-- Records for processing follows --
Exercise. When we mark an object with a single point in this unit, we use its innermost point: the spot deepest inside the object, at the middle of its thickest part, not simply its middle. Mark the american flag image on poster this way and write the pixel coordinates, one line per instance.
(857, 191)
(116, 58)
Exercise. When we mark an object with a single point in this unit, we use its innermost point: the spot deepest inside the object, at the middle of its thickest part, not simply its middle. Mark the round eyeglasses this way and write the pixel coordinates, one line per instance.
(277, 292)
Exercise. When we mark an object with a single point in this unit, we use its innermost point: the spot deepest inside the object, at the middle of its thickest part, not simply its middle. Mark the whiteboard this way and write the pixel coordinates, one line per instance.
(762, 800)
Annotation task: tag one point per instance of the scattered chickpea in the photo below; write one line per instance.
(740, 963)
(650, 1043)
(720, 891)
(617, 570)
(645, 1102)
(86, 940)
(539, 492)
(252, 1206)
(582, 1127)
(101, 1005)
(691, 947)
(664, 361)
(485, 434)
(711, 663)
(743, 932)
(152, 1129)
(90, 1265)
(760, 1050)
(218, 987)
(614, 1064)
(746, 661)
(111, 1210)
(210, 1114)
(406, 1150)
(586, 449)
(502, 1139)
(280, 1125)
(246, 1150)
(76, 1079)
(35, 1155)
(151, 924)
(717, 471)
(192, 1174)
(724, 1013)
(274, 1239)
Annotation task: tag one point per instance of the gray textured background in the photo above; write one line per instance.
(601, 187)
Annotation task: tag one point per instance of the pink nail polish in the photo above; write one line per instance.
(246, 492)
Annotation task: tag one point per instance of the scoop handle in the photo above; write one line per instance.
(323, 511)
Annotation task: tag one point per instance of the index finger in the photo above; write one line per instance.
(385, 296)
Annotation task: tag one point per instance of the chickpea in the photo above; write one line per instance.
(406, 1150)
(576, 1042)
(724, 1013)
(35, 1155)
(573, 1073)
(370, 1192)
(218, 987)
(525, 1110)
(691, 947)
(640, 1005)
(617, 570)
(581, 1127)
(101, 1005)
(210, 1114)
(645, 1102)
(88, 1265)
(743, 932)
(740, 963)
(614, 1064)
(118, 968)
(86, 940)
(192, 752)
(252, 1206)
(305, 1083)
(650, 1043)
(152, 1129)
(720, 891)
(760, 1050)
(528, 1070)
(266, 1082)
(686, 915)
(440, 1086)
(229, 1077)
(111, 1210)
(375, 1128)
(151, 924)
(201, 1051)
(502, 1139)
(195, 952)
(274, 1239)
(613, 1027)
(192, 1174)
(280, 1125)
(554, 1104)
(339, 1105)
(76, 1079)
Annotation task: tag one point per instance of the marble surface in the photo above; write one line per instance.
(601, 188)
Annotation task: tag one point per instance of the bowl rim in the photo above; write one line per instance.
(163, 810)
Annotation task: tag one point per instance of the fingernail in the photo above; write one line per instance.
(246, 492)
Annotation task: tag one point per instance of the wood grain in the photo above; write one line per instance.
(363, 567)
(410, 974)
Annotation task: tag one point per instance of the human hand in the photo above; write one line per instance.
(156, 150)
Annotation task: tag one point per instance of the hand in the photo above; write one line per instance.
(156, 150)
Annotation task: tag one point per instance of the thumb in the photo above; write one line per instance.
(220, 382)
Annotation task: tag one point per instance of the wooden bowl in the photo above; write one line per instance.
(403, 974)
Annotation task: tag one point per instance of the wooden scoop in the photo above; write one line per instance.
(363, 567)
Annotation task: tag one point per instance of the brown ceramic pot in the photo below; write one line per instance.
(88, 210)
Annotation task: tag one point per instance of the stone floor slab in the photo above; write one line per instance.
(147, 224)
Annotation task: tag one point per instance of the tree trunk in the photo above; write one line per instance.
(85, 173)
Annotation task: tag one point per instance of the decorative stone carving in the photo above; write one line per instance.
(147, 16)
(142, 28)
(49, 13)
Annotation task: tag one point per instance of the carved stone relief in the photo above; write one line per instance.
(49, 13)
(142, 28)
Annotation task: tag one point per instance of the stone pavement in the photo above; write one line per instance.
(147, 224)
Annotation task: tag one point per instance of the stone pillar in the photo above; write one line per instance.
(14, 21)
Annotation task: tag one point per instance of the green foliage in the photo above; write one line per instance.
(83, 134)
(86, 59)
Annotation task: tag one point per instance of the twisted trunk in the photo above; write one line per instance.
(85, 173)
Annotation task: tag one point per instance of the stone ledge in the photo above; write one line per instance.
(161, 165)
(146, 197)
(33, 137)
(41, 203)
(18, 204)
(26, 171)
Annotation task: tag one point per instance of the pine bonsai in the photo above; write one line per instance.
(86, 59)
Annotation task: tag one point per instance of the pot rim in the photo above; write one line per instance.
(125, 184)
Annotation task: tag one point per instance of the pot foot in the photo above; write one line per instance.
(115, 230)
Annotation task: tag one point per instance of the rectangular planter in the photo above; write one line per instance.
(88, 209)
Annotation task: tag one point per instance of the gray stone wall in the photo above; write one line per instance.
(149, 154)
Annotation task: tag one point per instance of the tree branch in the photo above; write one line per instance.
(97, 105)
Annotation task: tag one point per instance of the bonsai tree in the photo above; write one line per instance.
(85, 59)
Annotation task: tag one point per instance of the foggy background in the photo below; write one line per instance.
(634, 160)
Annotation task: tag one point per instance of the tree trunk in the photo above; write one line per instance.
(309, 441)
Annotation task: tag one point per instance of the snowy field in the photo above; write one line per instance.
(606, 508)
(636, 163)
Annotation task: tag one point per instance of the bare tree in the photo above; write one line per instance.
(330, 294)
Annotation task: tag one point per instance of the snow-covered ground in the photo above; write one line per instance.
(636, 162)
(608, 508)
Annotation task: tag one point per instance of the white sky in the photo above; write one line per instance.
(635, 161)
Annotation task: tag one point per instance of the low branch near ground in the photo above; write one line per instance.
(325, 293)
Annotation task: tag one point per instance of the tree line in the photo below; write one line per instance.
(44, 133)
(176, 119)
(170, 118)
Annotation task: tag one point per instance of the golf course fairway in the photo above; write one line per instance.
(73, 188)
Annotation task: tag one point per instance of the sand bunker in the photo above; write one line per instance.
-- Records for processing concluded --
# Problem
Set down the whole of the data, exactly as it stands.

# Exercise result
Exercise. When we mark an object with a single point in this unit, we use its innermost point: the spot deepest inside the object, at the middle of its thickest part, not simply its middle. Mark the american flag image on poster this way and write the pixel coordinates, one line per instance.
(857, 191)
(116, 58)
Exercise. When we mark an object with a single point in this unit, we use its innermost point: the spot deepest inside the object, at the middle of its thickest part, not simply its middle. Mark the round eyeglasses this way and write the pixel coordinates, one line per instance.
(277, 292)
Exercise. When we mark an object with a single point in this unit, we use its innermost point: the spot deepest inside the object, at the middle of its thickest part, not simply its middle. Mark the whiteboard this way and write the pixel coordinates, one line per instance.
(762, 800)
Annotation task: tag one point per instance of the scattered chickpea in the photo below; write one line per instance.
(740, 963)
(650, 1043)
(720, 891)
(617, 570)
(645, 1102)
(86, 940)
(539, 492)
(252, 1206)
(582, 1127)
(101, 1005)
(691, 947)
(664, 361)
(485, 434)
(711, 663)
(743, 932)
(152, 1129)
(90, 1265)
(760, 1050)
(218, 987)
(614, 1064)
(746, 661)
(111, 1210)
(210, 1114)
(406, 1150)
(586, 449)
(502, 1139)
(280, 1125)
(246, 1150)
(76, 1079)
(35, 1155)
(151, 924)
(717, 471)
(192, 1174)
(724, 1013)
(274, 1239)
Annotation task: tag one point per instance of the gray textured background in the photo above; write one line per instance.
(601, 187)
Annotation task: tag one point per instance of the pink nail polish in the photo above; write one line per instance.
(246, 492)
Annotation task: tag one point per instance of the scoop handle in the photo above; write one line per instance.
(323, 511)
Annotation task: tag one point per instance of the index finger in the photo above; write one line per instance.
(385, 296)
Annotation task: tag one point per instance of the chickpea in the photo above; write one line per instance.
(406, 1150)
(576, 1042)
(724, 1013)
(35, 1155)
(573, 1073)
(370, 1192)
(218, 987)
(525, 1110)
(691, 947)
(640, 1005)
(617, 570)
(581, 1127)
(101, 1005)
(210, 1114)
(645, 1102)
(88, 1265)
(743, 932)
(740, 963)
(614, 1064)
(118, 968)
(86, 940)
(192, 752)
(252, 1206)
(305, 1083)
(650, 1043)
(152, 1129)
(720, 891)
(760, 1050)
(528, 1070)
(266, 1082)
(686, 915)
(440, 1086)
(229, 1077)
(111, 1210)
(375, 1128)
(151, 924)
(201, 1051)
(502, 1139)
(195, 952)
(274, 1239)
(613, 1027)
(192, 1174)
(280, 1125)
(554, 1104)
(339, 1105)
(76, 1079)
Annotation task: tag one point per instance of the marble surface in the photo above; write one line per instance.
(601, 188)
Annotation task: tag one point per instance of the bowl rim in the photo above; write one line per instance.
(163, 810)
Annotation task: tag one point per instance of the fingernail in the photo above; write one line per instance.
(246, 492)
Annotation task: tag one point per instance of the wood grain in the photo above; write one line per instance.
(363, 567)
(410, 974)
Annotation task: tag one point per instance of the human hand in the photo above; write one line per instance.
(156, 150)
Annotation task: tag one point per instance of the hand in the photo above; write one line per instance.
(156, 150)
Annotation task: tag one point per instance of the thumb in the photo above; write one line per instance.
(220, 382)
Annotation task: tag one point per instance of the wooden bowl in the photo above; write one line per instance.
(403, 974)
Annotation task: tag one point per instance of the wooden scoop in the photo above; write one line per instance.
(363, 567)
Annotation task: tag one point per instance of the brown ceramic pot in the photo below; write one line per instance.
(88, 210)
Annotation task: tag one point per instance of the stone floor slab in the photo above; write one line per instance.
(147, 224)
Annotation task: tag one point per instance of the tree trunk in the photo above; write one line per instance.
(85, 173)
Annotation task: tag one point per instance of the decorative stone carving in the photo above; write one line per instance.
(147, 16)
(142, 28)
(49, 13)
Annotation task: tag one point per instance of the carved stone relief in the photo above; write one line per instance.
(49, 13)
(142, 28)
Annotation task: tag one point per instance of the stone pavement in the photo above; write one line per instance.
(147, 224)
Annotation task: tag one point per instance of the stone pillar in the photo above; write one line per instance.
(14, 21)
Annotation task: tag one point per instance of the green foliage in the photo above; write one line per instance.
(83, 134)
(86, 59)
Annotation task: tag one point per instance of the twisted trunk in the photo above; write one line per instance.
(85, 173)
Annotation task: tag one point per instance of the stone ledge in the photo above; write one line per instance.
(161, 165)
(146, 197)
(33, 137)
(41, 203)
(18, 204)
(26, 171)
Annotation task: tag one point per instance of the pine bonsai in the photo above; write one line per instance.
(86, 59)
Annotation task: tag one point per instance of the pot rim in the photo above; write one line per instance.
(125, 184)
Annotation task: tag one point per instance of the pot foot in the photo above; write one line per instance.
(115, 230)
Annotation task: tag one point per instance of the rectangular planter in the photo above; write one line per instance.
(88, 209)
Annotation task: tag one point per instance of the gray stone wall in the photo above; write one line per instance.
(149, 154)
Annotation task: tag one point per instance of the tree branch in the photo above; write one line per instance.
(97, 105)
Annotation task: tag one point per instance of the bonsai tree in the photo above; write one line per instance.
(85, 59)
Annotation task: tag one point per instance of the foggy background in the photo below; write one line per instance.
(634, 160)
Annotation task: tag one point per instance of the tree trunk in the photo above; write one line per instance.
(309, 441)
Annotation task: tag one point per instance of the snowy field in the photo above; write one line per instance.
(606, 508)
(636, 163)
Annotation task: tag one point per instance of the bare tree in the photo above; write one line per instance.
(330, 294)
Annotation task: tag one point per instance of the snow-covered ground in the photo above; write one line per instance.
(636, 162)
(608, 508)
Annotation task: tag one point per instance of the white sky in the photo above; write one line per instance.
(635, 161)
Annotation task: tag one point per instance of the low branch near ground in the photo above; write one line per instance.
(325, 293)
Annotation task: tag one point per instance of the tree line in the photo below; write one line per instance.
(44, 133)
(176, 119)
(170, 118)
Annotation task: tag one point per instance of the golf course fairway in the photo above; write one line per instance.
(73, 188)
Annotation task: tag one point per instance of the sand bunker in the photo above; write one line per instance.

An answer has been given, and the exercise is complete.